### Task instructions
If a line in the entries contains the string "plate", include that line in your answer.

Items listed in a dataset
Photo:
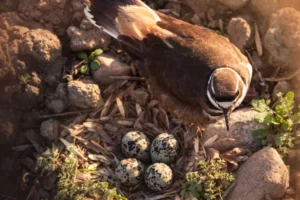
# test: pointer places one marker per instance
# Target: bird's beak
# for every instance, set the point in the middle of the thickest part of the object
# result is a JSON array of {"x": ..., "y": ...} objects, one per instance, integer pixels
[{"x": 226, "y": 115}]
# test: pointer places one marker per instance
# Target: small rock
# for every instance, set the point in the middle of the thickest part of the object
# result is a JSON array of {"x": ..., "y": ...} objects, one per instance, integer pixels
[
  {"x": 282, "y": 87},
  {"x": 36, "y": 140},
  {"x": 86, "y": 24},
  {"x": 57, "y": 105},
  {"x": 41, "y": 46},
  {"x": 282, "y": 39},
  {"x": 257, "y": 61},
  {"x": 234, "y": 4},
  {"x": 140, "y": 96},
  {"x": 87, "y": 40},
  {"x": 62, "y": 91},
  {"x": 110, "y": 66},
  {"x": 239, "y": 32},
  {"x": 30, "y": 97},
  {"x": 50, "y": 129},
  {"x": 264, "y": 173},
  {"x": 35, "y": 79},
  {"x": 84, "y": 93},
  {"x": 242, "y": 123},
  {"x": 265, "y": 7},
  {"x": 77, "y": 5}
]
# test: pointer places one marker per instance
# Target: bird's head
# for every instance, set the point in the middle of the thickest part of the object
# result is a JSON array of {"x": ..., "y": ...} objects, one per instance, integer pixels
[{"x": 226, "y": 91}]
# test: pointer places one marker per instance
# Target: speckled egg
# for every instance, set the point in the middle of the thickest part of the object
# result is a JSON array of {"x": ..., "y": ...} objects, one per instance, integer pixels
[
  {"x": 164, "y": 148},
  {"x": 158, "y": 176},
  {"x": 135, "y": 144},
  {"x": 130, "y": 171}
]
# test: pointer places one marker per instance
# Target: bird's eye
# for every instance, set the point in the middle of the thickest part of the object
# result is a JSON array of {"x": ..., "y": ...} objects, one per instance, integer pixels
[{"x": 225, "y": 98}]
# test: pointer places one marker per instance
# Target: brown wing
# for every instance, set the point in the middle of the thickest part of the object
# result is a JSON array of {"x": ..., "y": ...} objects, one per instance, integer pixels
[{"x": 184, "y": 70}]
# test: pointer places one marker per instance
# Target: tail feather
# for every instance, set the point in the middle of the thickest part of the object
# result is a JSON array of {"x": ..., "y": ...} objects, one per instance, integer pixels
[{"x": 103, "y": 13}]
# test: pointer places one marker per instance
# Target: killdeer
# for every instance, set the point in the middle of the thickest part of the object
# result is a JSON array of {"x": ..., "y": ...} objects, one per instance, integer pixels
[{"x": 194, "y": 65}]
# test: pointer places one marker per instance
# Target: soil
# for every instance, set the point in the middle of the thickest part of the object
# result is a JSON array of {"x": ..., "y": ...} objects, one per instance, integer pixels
[{"x": 50, "y": 64}]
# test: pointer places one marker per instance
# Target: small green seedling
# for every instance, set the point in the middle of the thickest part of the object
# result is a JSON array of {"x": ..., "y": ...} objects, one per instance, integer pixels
[
  {"x": 69, "y": 185},
  {"x": 281, "y": 121},
  {"x": 209, "y": 182},
  {"x": 88, "y": 61},
  {"x": 24, "y": 79}
]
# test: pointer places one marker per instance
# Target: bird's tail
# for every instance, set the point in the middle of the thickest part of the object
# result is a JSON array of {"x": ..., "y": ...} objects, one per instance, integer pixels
[{"x": 104, "y": 13}]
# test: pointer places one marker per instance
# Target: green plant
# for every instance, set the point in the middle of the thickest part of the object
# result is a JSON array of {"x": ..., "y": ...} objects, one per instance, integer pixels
[
  {"x": 88, "y": 61},
  {"x": 209, "y": 182},
  {"x": 69, "y": 185},
  {"x": 24, "y": 79},
  {"x": 281, "y": 121}
]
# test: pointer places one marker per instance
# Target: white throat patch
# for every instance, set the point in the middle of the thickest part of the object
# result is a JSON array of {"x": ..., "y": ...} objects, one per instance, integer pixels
[{"x": 228, "y": 104}]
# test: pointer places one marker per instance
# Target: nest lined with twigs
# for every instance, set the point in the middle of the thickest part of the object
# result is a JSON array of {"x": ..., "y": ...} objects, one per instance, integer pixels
[{"x": 97, "y": 136}]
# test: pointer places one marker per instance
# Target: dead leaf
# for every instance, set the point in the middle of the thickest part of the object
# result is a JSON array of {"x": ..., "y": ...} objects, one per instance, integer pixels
[
  {"x": 73, "y": 150},
  {"x": 258, "y": 43},
  {"x": 106, "y": 106},
  {"x": 104, "y": 135},
  {"x": 210, "y": 141},
  {"x": 138, "y": 109},
  {"x": 213, "y": 153},
  {"x": 121, "y": 107},
  {"x": 100, "y": 158}
]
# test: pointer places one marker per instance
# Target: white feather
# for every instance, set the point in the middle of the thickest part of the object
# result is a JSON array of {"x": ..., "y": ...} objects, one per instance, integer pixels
[
  {"x": 228, "y": 104},
  {"x": 90, "y": 17}
]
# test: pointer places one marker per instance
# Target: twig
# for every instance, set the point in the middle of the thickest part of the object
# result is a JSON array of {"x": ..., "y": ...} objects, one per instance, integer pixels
[
  {"x": 130, "y": 78},
  {"x": 262, "y": 81},
  {"x": 78, "y": 65},
  {"x": 34, "y": 184},
  {"x": 68, "y": 113},
  {"x": 229, "y": 190},
  {"x": 286, "y": 78}
]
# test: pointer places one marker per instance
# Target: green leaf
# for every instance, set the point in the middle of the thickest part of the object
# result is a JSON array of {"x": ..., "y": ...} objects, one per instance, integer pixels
[
  {"x": 280, "y": 139},
  {"x": 98, "y": 52},
  {"x": 264, "y": 143},
  {"x": 84, "y": 69},
  {"x": 269, "y": 119},
  {"x": 260, "y": 117},
  {"x": 290, "y": 96},
  {"x": 95, "y": 65},
  {"x": 260, "y": 133},
  {"x": 82, "y": 55},
  {"x": 92, "y": 56},
  {"x": 261, "y": 105},
  {"x": 296, "y": 118},
  {"x": 287, "y": 125}
]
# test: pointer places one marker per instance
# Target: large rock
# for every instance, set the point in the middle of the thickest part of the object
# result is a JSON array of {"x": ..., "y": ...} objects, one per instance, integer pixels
[
  {"x": 242, "y": 123},
  {"x": 239, "y": 32},
  {"x": 110, "y": 66},
  {"x": 264, "y": 173},
  {"x": 53, "y": 15},
  {"x": 84, "y": 93},
  {"x": 282, "y": 39},
  {"x": 267, "y": 7},
  {"x": 82, "y": 40}
]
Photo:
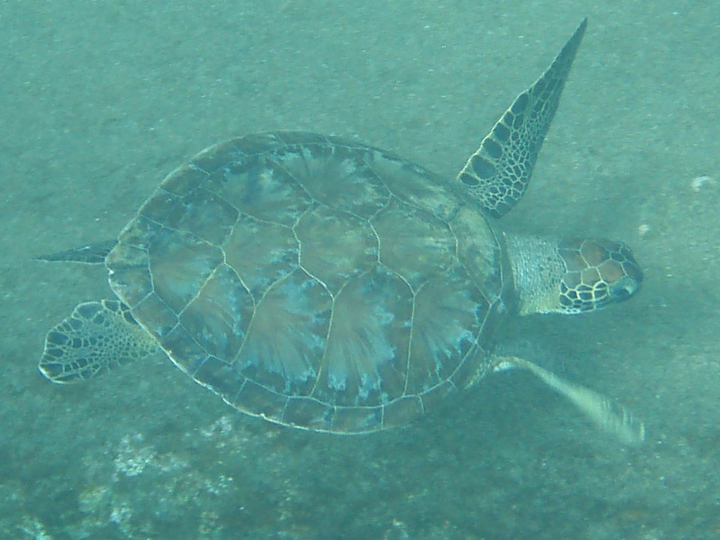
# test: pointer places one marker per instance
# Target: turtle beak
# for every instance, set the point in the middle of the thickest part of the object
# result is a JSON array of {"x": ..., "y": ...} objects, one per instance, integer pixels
[{"x": 598, "y": 272}]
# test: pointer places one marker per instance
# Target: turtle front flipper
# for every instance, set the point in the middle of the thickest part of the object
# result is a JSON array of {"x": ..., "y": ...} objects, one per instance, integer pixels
[
  {"x": 498, "y": 174},
  {"x": 97, "y": 336},
  {"x": 610, "y": 416}
]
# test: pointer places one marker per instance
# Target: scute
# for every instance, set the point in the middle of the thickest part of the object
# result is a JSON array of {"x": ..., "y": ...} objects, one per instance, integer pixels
[{"x": 314, "y": 281}]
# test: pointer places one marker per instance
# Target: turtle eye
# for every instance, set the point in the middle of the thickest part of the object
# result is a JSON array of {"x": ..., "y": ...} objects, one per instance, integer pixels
[{"x": 624, "y": 288}]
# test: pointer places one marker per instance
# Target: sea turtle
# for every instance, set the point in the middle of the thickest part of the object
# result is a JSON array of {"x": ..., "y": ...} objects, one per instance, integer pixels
[{"x": 324, "y": 284}]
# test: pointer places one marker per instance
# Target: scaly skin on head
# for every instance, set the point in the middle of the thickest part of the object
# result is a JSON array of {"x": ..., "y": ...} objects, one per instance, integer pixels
[{"x": 571, "y": 275}]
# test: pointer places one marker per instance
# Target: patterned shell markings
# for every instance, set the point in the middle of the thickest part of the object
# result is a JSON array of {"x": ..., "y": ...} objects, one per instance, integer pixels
[{"x": 336, "y": 287}]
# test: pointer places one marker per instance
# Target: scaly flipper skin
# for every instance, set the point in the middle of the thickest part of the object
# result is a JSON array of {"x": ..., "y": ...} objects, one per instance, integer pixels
[
  {"x": 328, "y": 285},
  {"x": 498, "y": 174},
  {"x": 96, "y": 337}
]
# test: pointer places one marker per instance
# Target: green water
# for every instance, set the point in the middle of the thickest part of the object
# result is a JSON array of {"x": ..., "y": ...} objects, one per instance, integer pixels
[{"x": 102, "y": 99}]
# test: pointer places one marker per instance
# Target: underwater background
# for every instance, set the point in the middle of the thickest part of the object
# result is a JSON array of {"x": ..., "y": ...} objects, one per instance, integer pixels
[{"x": 101, "y": 99}]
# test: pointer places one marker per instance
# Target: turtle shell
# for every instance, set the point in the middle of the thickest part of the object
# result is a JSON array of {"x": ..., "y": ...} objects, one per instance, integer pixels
[{"x": 315, "y": 282}]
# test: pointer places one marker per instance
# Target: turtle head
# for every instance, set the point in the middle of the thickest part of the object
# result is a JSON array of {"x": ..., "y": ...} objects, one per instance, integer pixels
[{"x": 571, "y": 275}]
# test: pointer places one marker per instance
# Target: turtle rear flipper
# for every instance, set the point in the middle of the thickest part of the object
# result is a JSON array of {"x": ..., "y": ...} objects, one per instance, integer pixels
[
  {"x": 96, "y": 337},
  {"x": 90, "y": 254}
]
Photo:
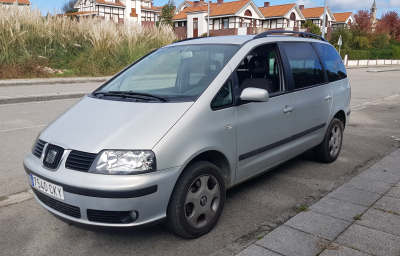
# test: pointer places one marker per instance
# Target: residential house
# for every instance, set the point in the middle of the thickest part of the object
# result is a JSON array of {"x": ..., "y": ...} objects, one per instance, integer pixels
[
  {"x": 344, "y": 19},
  {"x": 230, "y": 18},
  {"x": 283, "y": 17},
  {"x": 317, "y": 15},
  {"x": 20, "y": 3},
  {"x": 141, "y": 11}
]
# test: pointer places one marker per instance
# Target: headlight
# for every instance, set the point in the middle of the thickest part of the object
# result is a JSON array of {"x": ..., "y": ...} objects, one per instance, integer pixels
[{"x": 124, "y": 162}]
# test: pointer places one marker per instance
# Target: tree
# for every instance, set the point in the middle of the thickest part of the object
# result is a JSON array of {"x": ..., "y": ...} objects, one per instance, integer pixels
[
  {"x": 362, "y": 27},
  {"x": 346, "y": 37},
  {"x": 167, "y": 13},
  {"x": 68, "y": 6},
  {"x": 389, "y": 24},
  {"x": 314, "y": 29}
]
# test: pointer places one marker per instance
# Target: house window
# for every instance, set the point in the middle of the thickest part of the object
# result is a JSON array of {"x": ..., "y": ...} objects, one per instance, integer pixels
[{"x": 226, "y": 23}]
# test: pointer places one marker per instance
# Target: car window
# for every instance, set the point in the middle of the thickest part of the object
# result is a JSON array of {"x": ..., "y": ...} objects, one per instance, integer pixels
[
  {"x": 305, "y": 65},
  {"x": 178, "y": 73},
  {"x": 224, "y": 97},
  {"x": 261, "y": 69},
  {"x": 334, "y": 65}
]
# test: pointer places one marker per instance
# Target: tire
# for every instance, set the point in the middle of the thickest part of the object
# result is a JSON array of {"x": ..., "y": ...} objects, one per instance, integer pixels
[
  {"x": 329, "y": 149},
  {"x": 197, "y": 200}
]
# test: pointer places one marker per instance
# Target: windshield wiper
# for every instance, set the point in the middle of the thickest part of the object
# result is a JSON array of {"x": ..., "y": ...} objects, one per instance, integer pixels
[
  {"x": 123, "y": 95},
  {"x": 164, "y": 99}
]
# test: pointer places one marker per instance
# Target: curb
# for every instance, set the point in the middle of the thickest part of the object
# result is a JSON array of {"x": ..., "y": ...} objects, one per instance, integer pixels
[
  {"x": 25, "y": 82},
  {"x": 48, "y": 97}
]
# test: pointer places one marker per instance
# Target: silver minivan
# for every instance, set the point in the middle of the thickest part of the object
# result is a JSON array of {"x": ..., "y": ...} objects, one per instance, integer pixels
[{"x": 167, "y": 136}]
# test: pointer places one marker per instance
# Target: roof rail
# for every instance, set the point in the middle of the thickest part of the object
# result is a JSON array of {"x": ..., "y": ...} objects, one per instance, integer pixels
[
  {"x": 187, "y": 39},
  {"x": 303, "y": 34}
]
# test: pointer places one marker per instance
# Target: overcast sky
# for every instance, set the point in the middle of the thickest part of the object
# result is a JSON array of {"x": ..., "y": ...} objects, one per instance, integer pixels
[{"x": 335, "y": 5}]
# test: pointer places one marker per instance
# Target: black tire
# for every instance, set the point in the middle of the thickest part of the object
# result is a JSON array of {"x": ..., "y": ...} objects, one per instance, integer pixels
[
  {"x": 326, "y": 152},
  {"x": 178, "y": 209}
]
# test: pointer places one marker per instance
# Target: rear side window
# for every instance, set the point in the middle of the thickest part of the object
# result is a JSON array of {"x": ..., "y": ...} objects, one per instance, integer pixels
[
  {"x": 305, "y": 65},
  {"x": 334, "y": 65}
]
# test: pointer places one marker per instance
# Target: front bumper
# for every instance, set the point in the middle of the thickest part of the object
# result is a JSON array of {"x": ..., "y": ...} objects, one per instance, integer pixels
[{"x": 148, "y": 194}]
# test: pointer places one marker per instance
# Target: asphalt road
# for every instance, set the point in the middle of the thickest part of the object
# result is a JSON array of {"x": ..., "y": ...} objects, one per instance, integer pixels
[{"x": 28, "y": 229}]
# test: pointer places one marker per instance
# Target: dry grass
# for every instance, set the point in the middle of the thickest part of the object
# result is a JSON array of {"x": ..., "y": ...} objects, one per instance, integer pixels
[{"x": 89, "y": 47}]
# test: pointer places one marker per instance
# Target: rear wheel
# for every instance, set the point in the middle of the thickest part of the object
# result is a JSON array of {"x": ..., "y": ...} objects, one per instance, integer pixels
[
  {"x": 329, "y": 149},
  {"x": 197, "y": 200}
]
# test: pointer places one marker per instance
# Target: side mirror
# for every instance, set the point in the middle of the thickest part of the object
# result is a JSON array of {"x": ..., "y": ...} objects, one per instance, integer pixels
[{"x": 254, "y": 95}]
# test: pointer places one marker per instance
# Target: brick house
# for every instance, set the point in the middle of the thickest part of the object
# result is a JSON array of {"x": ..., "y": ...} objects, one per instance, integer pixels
[
  {"x": 230, "y": 18},
  {"x": 317, "y": 15},
  {"x": 141, "y": 11},
  {"x": 283, "y": 17},
  {"x": 20, "y": 3},
  {"x": 344, "y": 19}
]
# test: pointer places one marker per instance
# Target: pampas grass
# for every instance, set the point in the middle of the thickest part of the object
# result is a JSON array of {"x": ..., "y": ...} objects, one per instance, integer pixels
[{"x": 89, "y": 47}]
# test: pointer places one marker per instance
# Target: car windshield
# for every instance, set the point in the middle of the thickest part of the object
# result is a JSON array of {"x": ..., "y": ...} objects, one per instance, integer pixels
[{"x": 179, "y": 73}]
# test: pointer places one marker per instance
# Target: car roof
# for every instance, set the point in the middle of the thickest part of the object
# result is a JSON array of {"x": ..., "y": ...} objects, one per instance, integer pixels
[{"x": 240, "y": 40}]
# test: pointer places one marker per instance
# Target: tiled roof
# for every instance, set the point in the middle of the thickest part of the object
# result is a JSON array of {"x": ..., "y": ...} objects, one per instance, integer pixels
[
  {"x": 276, "y": 10},
  {"x": 313, "y": 12},
  {"x": 342, "y": 17},
  {"x": 117, "y": 2},
  {"x": 13, "y": 1},
  {"x": 153, "y": 8},
  {"x": 215, "y": 9}
]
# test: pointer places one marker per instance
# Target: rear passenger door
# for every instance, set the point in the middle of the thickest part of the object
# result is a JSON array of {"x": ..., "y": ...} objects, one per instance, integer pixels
[{"x": 311, "y": 95}]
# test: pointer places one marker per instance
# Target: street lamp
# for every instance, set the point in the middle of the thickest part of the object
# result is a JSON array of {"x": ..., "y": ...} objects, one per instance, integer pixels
[{"x": 324, "y": 21}]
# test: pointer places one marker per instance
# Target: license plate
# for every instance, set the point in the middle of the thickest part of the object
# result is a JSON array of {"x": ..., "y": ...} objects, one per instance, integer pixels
[{"x": 47, "y": 187}]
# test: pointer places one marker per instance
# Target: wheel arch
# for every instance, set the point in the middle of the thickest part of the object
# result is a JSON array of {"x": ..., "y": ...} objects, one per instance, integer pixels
[{"x": 341, "y": 116}]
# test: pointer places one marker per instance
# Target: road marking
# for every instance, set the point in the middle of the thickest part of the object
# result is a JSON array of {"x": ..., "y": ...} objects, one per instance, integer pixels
[
  {"x": 43, "y": 101},
  {"x": 374, "y": 102},
  {"x": 16, "y": 198},
  {"x": 22, "y": 128}
]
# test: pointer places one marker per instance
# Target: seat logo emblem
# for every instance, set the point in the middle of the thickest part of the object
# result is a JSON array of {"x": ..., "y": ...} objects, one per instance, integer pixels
[{"x": 51, "y": 156}]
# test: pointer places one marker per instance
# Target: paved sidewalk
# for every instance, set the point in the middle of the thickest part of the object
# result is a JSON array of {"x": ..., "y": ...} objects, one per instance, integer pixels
[
  {"x": 56, "y": 80},
  {"x": 19, "y": 94},
  {"x": 359, "y": 218}
]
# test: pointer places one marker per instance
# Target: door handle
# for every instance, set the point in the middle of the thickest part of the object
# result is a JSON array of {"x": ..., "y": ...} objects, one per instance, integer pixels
[{"x": 288, "y": 110}]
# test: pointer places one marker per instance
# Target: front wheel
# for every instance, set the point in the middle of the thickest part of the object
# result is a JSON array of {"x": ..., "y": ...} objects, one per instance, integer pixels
[
  {"x": 329, "y": 149},
  {"x": 197, "y": 200}
]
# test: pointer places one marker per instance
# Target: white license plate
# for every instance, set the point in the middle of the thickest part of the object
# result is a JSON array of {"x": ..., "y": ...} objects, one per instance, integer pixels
[{"x": 47, "y": 187}]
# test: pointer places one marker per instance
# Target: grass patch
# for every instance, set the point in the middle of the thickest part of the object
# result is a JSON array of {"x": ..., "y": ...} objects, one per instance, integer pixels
[{"x": 90, "y": 47}]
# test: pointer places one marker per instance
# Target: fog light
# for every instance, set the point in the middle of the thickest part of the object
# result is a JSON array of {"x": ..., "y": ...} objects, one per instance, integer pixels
[{"x": 134, "y": 215}]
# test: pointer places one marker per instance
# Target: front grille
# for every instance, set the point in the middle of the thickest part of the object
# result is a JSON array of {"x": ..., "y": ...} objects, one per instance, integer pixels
[
  {"x": 109, "y": 216},
  {"x": 80, "y": 161},
  {"x": 67, "y": 209},
  {"x": 38, "y": 149},
  {"x": 52, "y": 156}
]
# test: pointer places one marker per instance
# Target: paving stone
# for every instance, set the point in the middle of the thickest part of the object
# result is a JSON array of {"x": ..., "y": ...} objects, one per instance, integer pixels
[
  {"x": 355, "y": 196},
  {"x": 340, "y": 250},
  {"x": 256, "y": 250},
  {"x": 394, "y": 191},
  {"x": 318, "y": 224},
  {"x": 390, "y": 164},
  {"x": 395, "y": 153},
  {"x": 370, "y": 241},
  {"x": 381, "y": 175},
  {"x": 337, "y": 208},
  {"x": 289, "y": 241},
  {"x": 380, "y": 220},
  {"x": 368, "y": 185},
  {"x": 389, "y": 204}
]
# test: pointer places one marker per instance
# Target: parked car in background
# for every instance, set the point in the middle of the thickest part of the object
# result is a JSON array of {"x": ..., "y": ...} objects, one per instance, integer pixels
[{"x": 167, "y": 136}]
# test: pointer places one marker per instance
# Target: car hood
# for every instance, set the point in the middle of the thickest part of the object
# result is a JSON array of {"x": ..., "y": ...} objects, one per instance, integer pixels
[{"x": 92, "y": 124}]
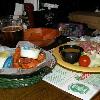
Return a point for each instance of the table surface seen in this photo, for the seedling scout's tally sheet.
(39, 91)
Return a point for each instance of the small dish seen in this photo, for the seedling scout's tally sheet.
(70, 53)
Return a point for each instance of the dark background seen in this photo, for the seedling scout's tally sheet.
(7, 6)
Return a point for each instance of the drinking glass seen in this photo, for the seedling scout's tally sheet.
(11, 30)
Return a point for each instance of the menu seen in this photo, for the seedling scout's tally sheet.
(81, 85)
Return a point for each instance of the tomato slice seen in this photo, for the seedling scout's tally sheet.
(84, 60)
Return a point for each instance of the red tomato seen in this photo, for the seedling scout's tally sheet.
(84, 60)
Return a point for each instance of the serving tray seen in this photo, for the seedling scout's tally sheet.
(73, 66)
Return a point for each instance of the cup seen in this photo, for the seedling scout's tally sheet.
(11, 30)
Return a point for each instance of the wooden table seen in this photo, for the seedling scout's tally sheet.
(39, 91)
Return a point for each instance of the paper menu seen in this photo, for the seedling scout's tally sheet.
(70, 82)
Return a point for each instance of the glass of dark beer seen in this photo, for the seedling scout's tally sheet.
(11, 30)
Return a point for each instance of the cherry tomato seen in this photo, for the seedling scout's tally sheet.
(84, 60)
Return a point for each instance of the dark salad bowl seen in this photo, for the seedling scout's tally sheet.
(70, 53)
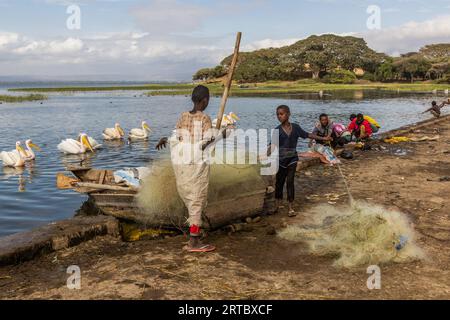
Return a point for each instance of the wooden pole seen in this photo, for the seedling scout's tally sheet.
(226, 92)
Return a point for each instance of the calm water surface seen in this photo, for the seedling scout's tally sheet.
(29, 198)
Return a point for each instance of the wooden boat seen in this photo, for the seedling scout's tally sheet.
(119, 200)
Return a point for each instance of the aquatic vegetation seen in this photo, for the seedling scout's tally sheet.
(359, 235)
(30, 97)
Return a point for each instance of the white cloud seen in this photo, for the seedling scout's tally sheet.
(269, 43)
(7, 38)
(67, 46)
(409, 36)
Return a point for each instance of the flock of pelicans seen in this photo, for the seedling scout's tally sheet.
(84, 143)
(20, 155)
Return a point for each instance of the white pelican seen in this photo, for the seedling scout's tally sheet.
(72, 146)
(29, 153)
(115, 133)
(13, 158)
(140, 134)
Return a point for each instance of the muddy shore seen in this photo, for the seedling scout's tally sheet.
(411, 177)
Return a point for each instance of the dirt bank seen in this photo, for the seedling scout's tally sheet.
(256, 264)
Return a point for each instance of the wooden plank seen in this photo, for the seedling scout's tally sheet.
(103, 186)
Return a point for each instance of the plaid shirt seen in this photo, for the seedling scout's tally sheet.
(196, 127)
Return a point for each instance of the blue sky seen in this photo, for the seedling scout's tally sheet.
(170, 39)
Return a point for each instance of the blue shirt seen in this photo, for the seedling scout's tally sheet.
(288, 144)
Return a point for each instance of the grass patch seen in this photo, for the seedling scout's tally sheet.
(30, 97)
(256, 89)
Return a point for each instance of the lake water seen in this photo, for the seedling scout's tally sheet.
(29, 197)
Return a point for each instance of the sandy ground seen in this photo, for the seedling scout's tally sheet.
(256, 264)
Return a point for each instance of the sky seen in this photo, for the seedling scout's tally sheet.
(168, 40)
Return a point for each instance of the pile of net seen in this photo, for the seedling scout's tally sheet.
(360, 235)
(160, 203)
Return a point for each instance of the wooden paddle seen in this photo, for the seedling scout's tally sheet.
(229, 81)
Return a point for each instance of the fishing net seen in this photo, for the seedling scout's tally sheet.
(160, 203)
(359, 235)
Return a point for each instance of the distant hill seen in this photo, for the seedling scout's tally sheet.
(332, 58)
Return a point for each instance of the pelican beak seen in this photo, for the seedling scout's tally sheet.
(86, 142)
(146, 127)
(32, 145)
(122, 133)
(235, 117)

### Your solution
# Target: license plate
# Target: white license plate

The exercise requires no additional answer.